The entries below need to be written out exactly, with no pictures included.
+ + + +
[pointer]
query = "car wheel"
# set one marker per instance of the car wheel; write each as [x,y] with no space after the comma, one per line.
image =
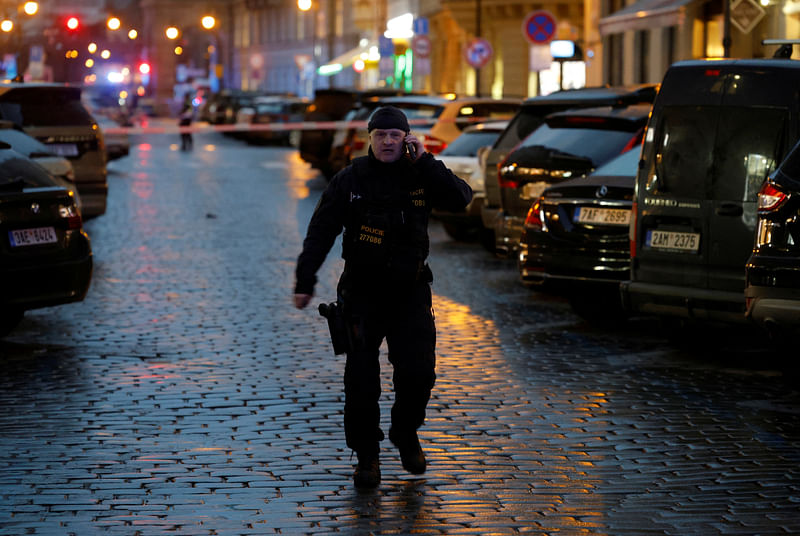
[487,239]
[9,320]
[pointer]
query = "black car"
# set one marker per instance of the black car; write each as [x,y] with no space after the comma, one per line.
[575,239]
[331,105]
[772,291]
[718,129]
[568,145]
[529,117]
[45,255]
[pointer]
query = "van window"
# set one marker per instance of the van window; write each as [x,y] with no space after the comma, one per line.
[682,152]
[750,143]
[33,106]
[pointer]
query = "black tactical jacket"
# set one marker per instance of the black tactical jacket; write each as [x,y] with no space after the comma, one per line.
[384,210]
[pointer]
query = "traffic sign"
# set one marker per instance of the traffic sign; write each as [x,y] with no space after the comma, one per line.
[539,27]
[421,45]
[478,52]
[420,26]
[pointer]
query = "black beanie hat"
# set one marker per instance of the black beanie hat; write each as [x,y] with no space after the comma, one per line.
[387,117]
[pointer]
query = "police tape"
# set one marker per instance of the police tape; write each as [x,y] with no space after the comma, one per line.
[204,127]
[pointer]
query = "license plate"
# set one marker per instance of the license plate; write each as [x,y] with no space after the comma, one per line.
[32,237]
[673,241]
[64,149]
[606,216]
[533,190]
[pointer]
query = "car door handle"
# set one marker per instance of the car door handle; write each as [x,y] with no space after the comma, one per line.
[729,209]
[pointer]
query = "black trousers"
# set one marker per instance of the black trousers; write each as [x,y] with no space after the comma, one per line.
+ + + +
TASK ANSWER:
[pointer]
query = "car wheel"
# set one marker per instance of the car wheel; write each as [x,y] with no space after the comma, one per line.
image =
[487,239]
[9,320]
[pointer]
query = "black car"
# set one marker per instance of the black car; write each as [x,y] with no space after the comma, one per line.
[575,239]
[331,105]
[772,291]
[718,129]
[568,145]
[529,117]
[45,255]
[pointer]
query = "van window"
# set one marker per instance of the van window; write each as [x,y] with no space after the comma, one per line.
[682,152]
[750,143]
[33,106]
[pointer]
query = "black tactical jacket"
# set one marker per instance of the black tactical jacket; write each as [x,y] with no space after the comma, one per line.
[384,210]
[pointer]
query = "traffic sign"
# set one marker per instance of the traffic sign; write each as [x,y] with no space after the comma, one per line.
[539,27]
[421,45]
[478,52]
[420,26]
[pointer]
query = "black beanie hat"
# set one marker per instance of the black beanie hat; write each as [x,y] with no space after the comma, one per line.
[387,117]
[pointer]
query = "police tape"
# set one marker per instance of the police tape; write each as [x,y] with no space after the comma, one per line.
[204,127]
[pointer]
query = "license plate"
# set one marker per instance of the license plate; write each as [x,y] with no space after the comma, one per line.
[32,237]
[673,241]
[64,149]
[606,216]
[533,190]
[pointer]
query = "car door handle"
# set one marker per instance of the car door handle; write each as [x,y] with no space after the comma, one per line.
[729,209]
[pointer]
query = "black trousers"
# set one marker per instance of the black trousers; write each as [x,y] with no space after the comma, one per line.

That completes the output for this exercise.